EXERCÍCIO ESCRITO A ->
Na entrevista sobre o Euro-84, explique em uma a três frases por que motivo a pessoa entrevistada deixou de estar no onze na meia-final com a França.
EXERCÍCIO ESCRITO B ->
Escreva a continuação da entrevista sobre Portugal no Euro-84 e no Mundial-86, começando logo a seguir à última frase apresentada.

EXCERTO DO TEXTO ->

Antes do Mundial-86, Portugal vai ao Euro-84. Jogas os três jogos da fase de grupos e depois desapareces do onze na meia-final com a França. Porquê?
Foi um Europeu complicado no que diz respeito à gestão. Havia quatro treinadores e isso já diz quase tudo sobre muita coisa. A respeito desse jogo em particular, só soube, a posteriori, que havia entre os treinadores uma dúvida para aquela posição: ou jogava um do Benfica ou um do F. C. Porto. Acabei por não ser o eleito, pronto [o portista Jaime Pacheco entra pelo benfiquista Carlos Manuel e, no ataque, o benfiquista Diamantino rouba a titularidade ao portista Gomes].
Segue-se a qualificação para o Mundial-86. Qual o vosso espírito antes do jogo decisivo em Estugarda?

ENTRADAS APRESENTADAS ->
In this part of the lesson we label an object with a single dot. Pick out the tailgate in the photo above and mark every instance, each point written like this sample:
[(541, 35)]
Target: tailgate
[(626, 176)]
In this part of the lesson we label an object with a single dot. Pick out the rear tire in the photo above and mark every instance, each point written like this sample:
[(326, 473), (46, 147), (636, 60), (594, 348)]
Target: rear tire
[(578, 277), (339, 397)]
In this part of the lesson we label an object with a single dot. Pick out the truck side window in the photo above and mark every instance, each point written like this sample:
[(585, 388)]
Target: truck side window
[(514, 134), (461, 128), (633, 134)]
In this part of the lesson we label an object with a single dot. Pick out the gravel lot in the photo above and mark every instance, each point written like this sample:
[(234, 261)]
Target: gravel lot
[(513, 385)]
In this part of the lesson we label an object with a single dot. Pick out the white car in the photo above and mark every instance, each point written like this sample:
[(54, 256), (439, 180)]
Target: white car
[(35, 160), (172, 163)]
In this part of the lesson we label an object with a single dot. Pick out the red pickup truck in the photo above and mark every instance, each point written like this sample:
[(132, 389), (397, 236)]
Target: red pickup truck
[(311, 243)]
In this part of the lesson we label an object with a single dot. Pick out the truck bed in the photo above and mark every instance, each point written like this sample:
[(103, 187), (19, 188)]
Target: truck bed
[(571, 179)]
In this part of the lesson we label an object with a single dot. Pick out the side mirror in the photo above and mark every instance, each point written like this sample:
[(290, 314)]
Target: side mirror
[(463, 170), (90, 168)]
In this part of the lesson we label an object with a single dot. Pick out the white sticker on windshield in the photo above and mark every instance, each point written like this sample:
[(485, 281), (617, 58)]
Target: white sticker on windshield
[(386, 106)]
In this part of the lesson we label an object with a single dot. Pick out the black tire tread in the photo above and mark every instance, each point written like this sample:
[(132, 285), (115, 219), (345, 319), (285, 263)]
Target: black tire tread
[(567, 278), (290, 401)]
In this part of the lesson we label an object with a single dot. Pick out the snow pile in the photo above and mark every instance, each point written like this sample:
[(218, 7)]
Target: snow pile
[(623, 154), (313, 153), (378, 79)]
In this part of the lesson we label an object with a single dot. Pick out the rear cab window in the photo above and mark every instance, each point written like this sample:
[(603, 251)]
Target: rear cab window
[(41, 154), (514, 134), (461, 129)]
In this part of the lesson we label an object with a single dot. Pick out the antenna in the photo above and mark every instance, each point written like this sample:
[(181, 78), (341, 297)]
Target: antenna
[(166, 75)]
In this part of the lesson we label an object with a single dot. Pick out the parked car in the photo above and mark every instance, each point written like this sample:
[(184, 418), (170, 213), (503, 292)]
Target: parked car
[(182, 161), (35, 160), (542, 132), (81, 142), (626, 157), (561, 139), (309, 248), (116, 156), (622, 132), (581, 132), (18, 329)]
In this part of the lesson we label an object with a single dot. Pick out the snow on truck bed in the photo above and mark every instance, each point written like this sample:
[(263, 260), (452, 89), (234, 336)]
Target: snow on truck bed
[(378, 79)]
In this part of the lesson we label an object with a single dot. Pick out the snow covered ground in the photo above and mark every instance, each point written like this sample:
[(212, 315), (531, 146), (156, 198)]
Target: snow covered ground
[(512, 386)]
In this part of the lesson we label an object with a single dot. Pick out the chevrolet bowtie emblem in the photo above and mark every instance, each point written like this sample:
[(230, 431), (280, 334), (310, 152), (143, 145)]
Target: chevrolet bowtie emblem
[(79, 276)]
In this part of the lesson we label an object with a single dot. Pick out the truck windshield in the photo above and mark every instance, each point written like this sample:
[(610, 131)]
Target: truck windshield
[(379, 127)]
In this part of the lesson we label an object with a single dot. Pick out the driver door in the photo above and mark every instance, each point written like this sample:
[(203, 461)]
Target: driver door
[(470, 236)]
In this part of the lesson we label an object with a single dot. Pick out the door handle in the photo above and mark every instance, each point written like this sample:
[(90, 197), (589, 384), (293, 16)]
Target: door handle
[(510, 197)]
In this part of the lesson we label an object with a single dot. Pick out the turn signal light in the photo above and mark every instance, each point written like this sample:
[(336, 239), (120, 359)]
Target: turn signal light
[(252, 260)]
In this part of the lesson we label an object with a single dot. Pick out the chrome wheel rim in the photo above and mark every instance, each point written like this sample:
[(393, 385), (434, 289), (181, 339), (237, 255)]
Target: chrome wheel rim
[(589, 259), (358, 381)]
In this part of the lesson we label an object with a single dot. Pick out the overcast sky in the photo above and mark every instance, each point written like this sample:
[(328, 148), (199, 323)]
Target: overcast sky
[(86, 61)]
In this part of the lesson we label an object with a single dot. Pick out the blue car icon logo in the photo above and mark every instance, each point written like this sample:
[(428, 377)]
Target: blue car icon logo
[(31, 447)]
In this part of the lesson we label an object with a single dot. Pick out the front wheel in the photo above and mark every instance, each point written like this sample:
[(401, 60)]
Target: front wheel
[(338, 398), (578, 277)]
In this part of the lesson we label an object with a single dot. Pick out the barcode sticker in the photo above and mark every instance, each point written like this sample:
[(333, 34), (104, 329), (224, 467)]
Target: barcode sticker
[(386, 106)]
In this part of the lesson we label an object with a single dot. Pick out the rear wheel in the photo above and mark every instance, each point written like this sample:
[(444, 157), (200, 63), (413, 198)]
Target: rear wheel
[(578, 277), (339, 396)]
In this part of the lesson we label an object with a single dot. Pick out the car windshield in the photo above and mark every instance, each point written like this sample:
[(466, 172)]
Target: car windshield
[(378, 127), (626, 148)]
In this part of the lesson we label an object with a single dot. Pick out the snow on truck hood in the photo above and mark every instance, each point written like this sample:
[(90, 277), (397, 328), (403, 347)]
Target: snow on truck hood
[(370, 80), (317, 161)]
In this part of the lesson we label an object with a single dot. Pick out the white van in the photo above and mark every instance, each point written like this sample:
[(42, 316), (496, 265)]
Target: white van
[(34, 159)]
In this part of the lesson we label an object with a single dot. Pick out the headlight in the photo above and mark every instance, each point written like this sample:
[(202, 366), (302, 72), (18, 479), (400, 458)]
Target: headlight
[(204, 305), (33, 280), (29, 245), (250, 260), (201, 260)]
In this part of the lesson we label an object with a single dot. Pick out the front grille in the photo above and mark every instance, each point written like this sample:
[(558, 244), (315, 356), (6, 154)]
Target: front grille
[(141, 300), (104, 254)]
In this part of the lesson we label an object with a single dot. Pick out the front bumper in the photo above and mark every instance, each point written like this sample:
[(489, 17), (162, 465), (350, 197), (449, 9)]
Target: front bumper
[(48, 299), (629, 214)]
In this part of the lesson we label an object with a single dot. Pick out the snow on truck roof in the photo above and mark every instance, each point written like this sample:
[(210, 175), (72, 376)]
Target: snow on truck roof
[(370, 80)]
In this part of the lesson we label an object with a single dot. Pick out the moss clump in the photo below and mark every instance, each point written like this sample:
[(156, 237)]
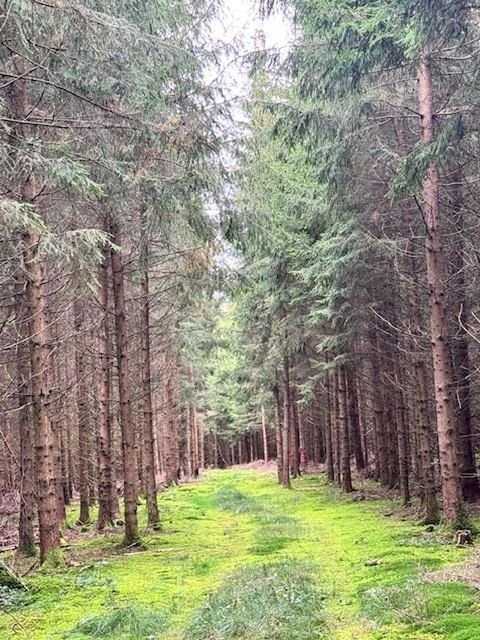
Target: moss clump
[(279, 601), (231, 522), (53, 559), (134, 622)]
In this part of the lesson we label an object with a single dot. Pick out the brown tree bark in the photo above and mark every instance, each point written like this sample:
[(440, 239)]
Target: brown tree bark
[(49, 531), (82, 415), (148, 430), (104, 435), (343, 428), (26, 537), (354, 421), (436, 277), (278, 432), (127, 429), (264, 436), (461, 357), (328, 430), (286, 423), (429, 497)]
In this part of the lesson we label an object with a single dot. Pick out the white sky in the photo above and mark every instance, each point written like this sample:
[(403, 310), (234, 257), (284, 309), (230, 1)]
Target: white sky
[(239, 22)]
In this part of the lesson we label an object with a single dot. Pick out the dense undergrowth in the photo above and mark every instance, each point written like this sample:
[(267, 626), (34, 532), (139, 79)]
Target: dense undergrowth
[(240, 558)]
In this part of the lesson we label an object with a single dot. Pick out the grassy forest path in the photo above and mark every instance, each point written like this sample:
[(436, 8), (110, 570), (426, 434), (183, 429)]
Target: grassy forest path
[(239, 557)]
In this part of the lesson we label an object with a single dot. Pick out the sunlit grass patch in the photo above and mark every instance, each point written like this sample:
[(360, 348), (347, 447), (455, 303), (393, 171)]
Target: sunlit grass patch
[(278, 601), (133, 622), (416, 602)]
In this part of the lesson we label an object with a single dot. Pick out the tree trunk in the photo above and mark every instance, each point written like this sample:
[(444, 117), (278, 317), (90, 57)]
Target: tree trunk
[(82, 409), (104, 436), (49, 531), (426, 461), (436, 277), (286, 424), (329, 429), (278, 432), (343, 427), (264, 436), (126, 425), (148, 431), (402, 443), (354, 421), (461, 358), (26, 538)]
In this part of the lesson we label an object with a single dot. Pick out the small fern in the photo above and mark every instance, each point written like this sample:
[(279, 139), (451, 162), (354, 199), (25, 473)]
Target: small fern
[(133, 622)]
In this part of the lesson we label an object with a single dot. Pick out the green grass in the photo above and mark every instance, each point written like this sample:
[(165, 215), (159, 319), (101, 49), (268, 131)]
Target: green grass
[(366, 569), (278, 601)]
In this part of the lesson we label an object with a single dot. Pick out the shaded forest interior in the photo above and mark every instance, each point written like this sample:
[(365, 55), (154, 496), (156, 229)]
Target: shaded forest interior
[(213, 256)]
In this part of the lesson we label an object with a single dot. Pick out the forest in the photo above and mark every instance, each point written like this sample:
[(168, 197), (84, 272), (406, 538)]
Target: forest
[(239, 319)]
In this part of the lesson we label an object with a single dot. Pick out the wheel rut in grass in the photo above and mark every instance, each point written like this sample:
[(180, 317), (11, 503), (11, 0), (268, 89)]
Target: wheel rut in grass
[(240, 558)]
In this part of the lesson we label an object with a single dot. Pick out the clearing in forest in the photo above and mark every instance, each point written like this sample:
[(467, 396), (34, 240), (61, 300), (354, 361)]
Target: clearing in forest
[(241, 558)]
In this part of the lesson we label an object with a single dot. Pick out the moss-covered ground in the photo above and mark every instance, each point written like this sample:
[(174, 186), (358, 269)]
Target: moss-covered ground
[(236, 554)]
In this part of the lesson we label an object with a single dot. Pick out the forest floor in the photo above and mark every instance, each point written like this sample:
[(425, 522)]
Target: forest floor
[(241, 558)]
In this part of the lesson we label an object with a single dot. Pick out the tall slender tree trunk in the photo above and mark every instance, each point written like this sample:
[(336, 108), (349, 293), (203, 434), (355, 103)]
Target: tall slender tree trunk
[(82, 419), (264, 436), (104, 436), (354, 421), (26, 537), (49, 531), (286, 423), (429, 497), (461, 357), (278, 432), (148, 431), (128, 445), (343, 427), (436, 277), (402, 443), (329, 429)]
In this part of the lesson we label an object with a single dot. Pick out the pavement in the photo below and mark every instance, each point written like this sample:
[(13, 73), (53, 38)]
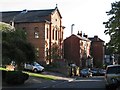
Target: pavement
[(35, 82)]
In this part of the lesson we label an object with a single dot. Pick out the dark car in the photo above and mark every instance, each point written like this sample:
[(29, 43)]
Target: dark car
[(85, 72)]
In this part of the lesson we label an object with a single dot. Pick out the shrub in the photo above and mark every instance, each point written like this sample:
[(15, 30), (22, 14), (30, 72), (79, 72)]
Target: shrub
[(16, 77)]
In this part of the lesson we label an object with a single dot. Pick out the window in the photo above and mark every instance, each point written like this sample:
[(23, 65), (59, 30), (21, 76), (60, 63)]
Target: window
[(56, 35), (36, 33), (47, 33), (37, 52), (53, 34), (24, 29)]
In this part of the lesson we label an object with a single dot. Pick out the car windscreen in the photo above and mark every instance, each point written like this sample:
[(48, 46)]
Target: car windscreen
[(113, 70)]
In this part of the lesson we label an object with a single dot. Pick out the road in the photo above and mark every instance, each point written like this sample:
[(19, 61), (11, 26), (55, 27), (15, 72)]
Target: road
[(91, 83), (83, 83)]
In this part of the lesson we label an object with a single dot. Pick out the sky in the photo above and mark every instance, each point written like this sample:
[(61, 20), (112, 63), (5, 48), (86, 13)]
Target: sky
[(86, 15)]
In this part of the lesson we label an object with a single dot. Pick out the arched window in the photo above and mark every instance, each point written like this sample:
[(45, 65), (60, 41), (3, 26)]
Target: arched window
[(47, 33), (36, 32), (56, 35), (24, 28), (53, 34)]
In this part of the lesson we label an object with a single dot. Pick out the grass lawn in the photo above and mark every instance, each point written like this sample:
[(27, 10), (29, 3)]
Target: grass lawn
[(39, 75)]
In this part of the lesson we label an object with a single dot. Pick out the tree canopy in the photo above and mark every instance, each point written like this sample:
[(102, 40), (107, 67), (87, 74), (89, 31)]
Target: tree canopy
[(15, 46), (113, 28)]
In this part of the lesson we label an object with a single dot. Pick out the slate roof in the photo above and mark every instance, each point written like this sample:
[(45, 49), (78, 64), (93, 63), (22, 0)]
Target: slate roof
[(79, 37), (94, 40), (27, 16)]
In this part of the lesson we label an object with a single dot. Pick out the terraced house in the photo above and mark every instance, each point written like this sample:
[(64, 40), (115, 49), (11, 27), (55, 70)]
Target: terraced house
[(43, 28)]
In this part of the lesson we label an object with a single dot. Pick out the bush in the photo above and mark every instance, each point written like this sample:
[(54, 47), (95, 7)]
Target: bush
[(16, 77)]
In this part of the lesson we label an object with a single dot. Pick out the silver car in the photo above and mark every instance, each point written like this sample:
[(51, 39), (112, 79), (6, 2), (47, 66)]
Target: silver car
[(35, 67), (86, 72), (112, 75)]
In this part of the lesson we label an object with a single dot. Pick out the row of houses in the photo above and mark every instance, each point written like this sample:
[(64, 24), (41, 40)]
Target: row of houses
[(45, 31)]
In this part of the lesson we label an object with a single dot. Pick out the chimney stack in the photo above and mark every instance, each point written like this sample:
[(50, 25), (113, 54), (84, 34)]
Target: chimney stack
[(86, 36)]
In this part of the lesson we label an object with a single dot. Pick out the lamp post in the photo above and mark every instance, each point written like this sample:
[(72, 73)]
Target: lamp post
[(72, 28)]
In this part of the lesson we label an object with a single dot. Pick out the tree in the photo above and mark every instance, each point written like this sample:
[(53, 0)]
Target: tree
[(15, 46), (113, 28)]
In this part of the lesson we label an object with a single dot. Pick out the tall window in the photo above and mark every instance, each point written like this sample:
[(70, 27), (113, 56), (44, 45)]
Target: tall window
[(37, 52), (56, 35), (53, 34), (24, 28), (36, 32), (47, 33)]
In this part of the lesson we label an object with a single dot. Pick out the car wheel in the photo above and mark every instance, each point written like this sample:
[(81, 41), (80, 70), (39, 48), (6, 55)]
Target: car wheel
[(35, 70)]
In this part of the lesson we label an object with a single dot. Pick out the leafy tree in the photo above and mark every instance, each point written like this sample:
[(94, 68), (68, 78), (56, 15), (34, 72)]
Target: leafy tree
[(113, 28), (15, 46)]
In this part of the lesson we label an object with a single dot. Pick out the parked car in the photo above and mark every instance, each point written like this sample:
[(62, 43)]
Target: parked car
[(112, 76), (35, 67), (95, 71), (102, 72), (86, 72), (98, 72)]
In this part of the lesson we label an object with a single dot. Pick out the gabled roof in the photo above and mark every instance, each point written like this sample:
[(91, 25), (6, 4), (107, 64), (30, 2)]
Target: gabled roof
[(79, 37), (94, 40), (28, 16)]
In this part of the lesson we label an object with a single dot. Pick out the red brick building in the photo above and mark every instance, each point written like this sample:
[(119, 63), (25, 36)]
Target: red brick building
[(97, 51), (43, 28), (77, 49)]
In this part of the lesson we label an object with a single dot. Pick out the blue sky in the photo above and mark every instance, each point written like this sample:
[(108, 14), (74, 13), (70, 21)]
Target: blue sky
[(87, 15)]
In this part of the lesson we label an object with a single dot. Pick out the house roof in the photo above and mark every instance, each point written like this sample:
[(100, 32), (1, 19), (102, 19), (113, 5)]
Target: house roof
[(79, 37), (95, 40), (28, 15)]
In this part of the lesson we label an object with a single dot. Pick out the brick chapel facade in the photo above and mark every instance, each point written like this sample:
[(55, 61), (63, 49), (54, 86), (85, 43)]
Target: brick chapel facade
[(43, 28)]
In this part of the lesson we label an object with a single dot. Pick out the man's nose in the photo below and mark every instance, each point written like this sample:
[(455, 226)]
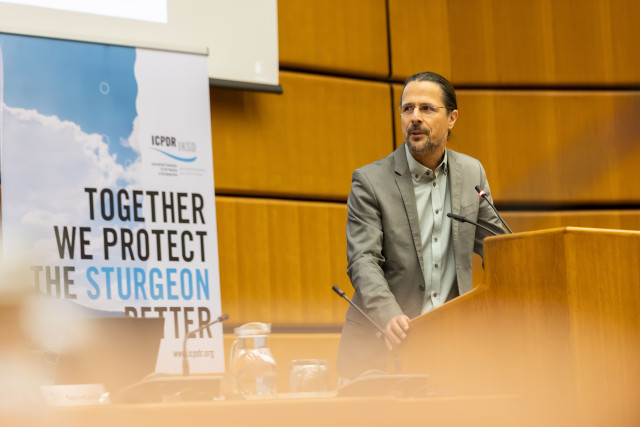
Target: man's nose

RESPOSTA FINAL A ->
Entre os quatro treinadores havia uma dúvida para aquela posição: ou jogava um jogador do Benfica ou um do F. C. Porto. A pessoa entrevistada acabou por não ser a escolhida e só soube desse dilema depois do jogo.

RESPOSTA FINAL B ->
Se não me engano, soubemos da vitória da Checoslováquia sobre a Suécia no autocarro e isso deu-nos uma motivação extra à entrada do estádio. Essa seleção portuguesa também tinha a sua piada, porque levava alguns artistas fora da caixa. Como o José António, do Belenenses. O Mário Jorge, do Sporting. O Frederico, do Boavista. Havia bom ambiente e fomos falando do balneário sobre as nossas possibilidades. Convém lembrar que se a Suécia ganhasse, o nosso jogo era a feijões. Como perdeu, era nossa obrigação ganhar para chegar ao Mundial.
E ganhámos.
Foi glorioso. Tanto o jogo como o pós-jogo.
Então?
Fomos jantar para o hotel e lembro-me como se fosse hoje: acabei o jantar e sentei-me numa cadeira alta, daquelas ao nível do balcão de um bar. E lá virei a noite. Eu e outros jogadores.
Ahahahah.
A sério, só saí do banco na manhã seguinte. Sempre a falar com pessoas. Alguns amigos e muitos desconhecidos, todos emigrantes, todos com horário para cumprir no trabalho na manhã seguinte. O jogo foi a uma quarta-feira, okay? Nem imaginas a minha satisfação em trocar ideias com aquela malta trabalhadora e nem imaginas a alegria deles em partilhar aquele momento connosco para depois irem trabalhar com outro ar e gozar, no bom sentido, claro, com os alemães. Isso também deve ter acontecido com o golo do Éder na final do Euro-2016.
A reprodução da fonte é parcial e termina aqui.